Task brief. Reproduce all of the data below verbatim, line by line, without changing any character.

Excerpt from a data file

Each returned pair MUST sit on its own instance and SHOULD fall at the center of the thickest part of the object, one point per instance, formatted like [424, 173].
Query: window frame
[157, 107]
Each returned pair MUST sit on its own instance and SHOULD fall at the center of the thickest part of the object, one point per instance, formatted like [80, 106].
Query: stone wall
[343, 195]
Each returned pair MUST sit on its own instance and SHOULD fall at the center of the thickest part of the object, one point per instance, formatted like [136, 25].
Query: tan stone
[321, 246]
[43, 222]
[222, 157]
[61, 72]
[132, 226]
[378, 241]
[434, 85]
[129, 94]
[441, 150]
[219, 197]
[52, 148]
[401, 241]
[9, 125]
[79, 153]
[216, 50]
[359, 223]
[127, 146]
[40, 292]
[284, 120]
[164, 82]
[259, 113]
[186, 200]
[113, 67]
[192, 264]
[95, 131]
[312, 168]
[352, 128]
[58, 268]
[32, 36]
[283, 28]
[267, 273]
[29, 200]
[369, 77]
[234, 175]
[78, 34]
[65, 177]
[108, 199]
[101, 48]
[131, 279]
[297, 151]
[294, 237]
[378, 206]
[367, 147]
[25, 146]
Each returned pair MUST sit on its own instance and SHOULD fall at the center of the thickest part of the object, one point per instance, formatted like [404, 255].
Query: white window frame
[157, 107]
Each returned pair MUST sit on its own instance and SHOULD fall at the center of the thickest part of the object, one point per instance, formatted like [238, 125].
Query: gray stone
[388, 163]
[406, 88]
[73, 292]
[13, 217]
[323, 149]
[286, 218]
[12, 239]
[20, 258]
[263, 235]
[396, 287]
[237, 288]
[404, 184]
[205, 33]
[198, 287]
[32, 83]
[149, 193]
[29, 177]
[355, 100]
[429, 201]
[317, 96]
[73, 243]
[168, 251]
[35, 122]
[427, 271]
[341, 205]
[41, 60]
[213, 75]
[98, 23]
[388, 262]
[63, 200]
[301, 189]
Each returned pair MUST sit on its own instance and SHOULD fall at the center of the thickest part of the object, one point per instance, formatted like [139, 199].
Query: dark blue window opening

Response.
Each returned pair MUST sit on its own instance and SHOULD fall at the center of the thickest part of the object, one point per instance, formatted like [424, 173].
Query: window frame
[157, 107]
Each returned pair MUST sit on its own instance and SHOULD fall at the center of the thickest part of the object, one point per instance, formatted like [80, 106].
Query: stone wall
[343, 195]
Each returned pair MUST sit on its own instance and SHOULD fall at the center of the thickest part of the object, one point per instance, formatted like [136, 25].
Query: tan stone
[321, 246]
[43, 222]
[222, 157]
[61, 72]
[132, 226]
[378, 241]
[434, 85]
[129, 94]
[441, 150]
[219, 197]
[52, 148]
[401, 241]
[9, 125]
[79, 153]
[216, 50]
[359, 223]
[127, 146]
[40, 292]
[284, 120]
[164, 82]
[259, 113]
[186, 200]
[113, 67]
[192, 264]
[95, 131]
[312, 168]
[352, 128]
[58, 268]
[32, 36]
[283, 28]
[267, 273]
[29, 200]
[369, 77]
[234, 175]
[78, 34]
[65, 177]
[108, 199]
[101, 48]
[131, 279]
[297, 151]
[294, 237]
[378, 206]
[367, 147]
[25, 146]
Each returned pair MUST sit on its own instance and SHOULD fall at the center of the thickest part of the object, one point per instance, formatted like [404, 255].
Query: white window frame
[157, 107]
Each returned pair MUST sit on its own instance and SHOULD fall at the center of the thickest part of the object, one point per instance, formatted like [238, 125].
Query: gray stone
[388, 163]
[406, 88]
[73, 292]
[13, 217]
[323, 149]
[286, 218]
[12, 239]
[20, 258]
[263, 235]
[396, 287]
[237, 288]
[404, 184]
[205, 33]
[198, 287]
[32, 83]
[149, 193]
[29, 177]
[355, 100]
[429, 201]
[317, 96]
[73, 243]
[168, 251]
[35, 122]
[427, 271]
[341, 205]
[41, 60]
[213, 75]
[98, 23]
[388, 262]
[63, 200]
[301, 189]
Each returned pair MUST sit on its own instance and SHOULD fall at the center of the thickest part of the object, one point per instance, formatted like [139, 199].
Query: dark blue window opening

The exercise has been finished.